Exercise details: Filter the data below for the string "wooden" and copy each matching line.

[Referring expression data]

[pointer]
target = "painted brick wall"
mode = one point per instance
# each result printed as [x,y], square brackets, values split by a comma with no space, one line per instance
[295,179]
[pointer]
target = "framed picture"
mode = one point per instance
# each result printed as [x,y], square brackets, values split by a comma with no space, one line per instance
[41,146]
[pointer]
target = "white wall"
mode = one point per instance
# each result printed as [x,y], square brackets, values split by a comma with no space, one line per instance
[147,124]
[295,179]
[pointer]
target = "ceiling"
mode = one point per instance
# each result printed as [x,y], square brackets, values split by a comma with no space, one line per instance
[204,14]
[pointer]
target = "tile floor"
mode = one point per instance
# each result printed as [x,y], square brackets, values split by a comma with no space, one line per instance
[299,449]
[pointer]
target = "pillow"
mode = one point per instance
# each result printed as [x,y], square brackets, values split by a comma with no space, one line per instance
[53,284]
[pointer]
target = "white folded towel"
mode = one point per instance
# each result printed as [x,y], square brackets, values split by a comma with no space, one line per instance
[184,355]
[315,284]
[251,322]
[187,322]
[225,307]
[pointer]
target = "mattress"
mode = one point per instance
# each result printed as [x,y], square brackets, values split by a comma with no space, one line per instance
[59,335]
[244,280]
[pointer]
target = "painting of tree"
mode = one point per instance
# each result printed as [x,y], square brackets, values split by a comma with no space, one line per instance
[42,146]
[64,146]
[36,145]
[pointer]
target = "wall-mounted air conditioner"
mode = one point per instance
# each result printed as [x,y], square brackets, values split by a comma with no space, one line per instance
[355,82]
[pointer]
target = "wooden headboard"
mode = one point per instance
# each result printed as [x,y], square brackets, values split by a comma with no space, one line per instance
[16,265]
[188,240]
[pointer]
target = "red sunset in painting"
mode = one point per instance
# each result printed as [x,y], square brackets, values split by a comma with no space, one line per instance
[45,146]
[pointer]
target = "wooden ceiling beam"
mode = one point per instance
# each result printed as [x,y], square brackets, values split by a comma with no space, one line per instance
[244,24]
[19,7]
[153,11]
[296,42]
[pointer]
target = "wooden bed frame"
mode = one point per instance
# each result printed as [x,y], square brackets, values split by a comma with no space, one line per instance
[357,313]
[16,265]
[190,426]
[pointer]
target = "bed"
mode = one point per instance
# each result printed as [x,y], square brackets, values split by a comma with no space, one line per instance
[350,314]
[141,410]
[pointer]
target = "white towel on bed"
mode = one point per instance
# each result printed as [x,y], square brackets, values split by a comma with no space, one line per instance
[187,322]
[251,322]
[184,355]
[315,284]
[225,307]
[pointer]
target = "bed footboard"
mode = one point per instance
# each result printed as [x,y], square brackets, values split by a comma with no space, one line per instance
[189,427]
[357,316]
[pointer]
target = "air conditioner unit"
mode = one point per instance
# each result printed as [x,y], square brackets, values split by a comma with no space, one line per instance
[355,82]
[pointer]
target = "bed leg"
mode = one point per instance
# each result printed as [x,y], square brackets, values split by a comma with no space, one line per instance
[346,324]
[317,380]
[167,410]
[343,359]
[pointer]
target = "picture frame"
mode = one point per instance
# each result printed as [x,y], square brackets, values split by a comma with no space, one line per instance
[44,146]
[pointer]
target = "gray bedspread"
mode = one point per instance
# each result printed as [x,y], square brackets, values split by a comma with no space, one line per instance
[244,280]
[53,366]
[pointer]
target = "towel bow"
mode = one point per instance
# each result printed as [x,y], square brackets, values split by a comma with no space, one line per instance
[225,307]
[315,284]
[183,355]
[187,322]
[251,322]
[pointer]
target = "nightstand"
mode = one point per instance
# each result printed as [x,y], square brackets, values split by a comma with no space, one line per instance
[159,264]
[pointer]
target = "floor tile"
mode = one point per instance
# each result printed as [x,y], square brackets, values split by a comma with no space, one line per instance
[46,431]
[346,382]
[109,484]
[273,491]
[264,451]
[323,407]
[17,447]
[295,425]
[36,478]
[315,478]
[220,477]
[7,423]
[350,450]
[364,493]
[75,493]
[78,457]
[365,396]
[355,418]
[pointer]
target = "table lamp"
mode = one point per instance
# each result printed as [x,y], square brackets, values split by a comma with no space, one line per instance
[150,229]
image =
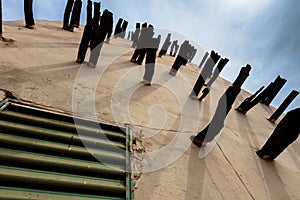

Final answer:
target = "wooden headboard"
target = "wooden ceiling beam"
target = "wooden bed frame"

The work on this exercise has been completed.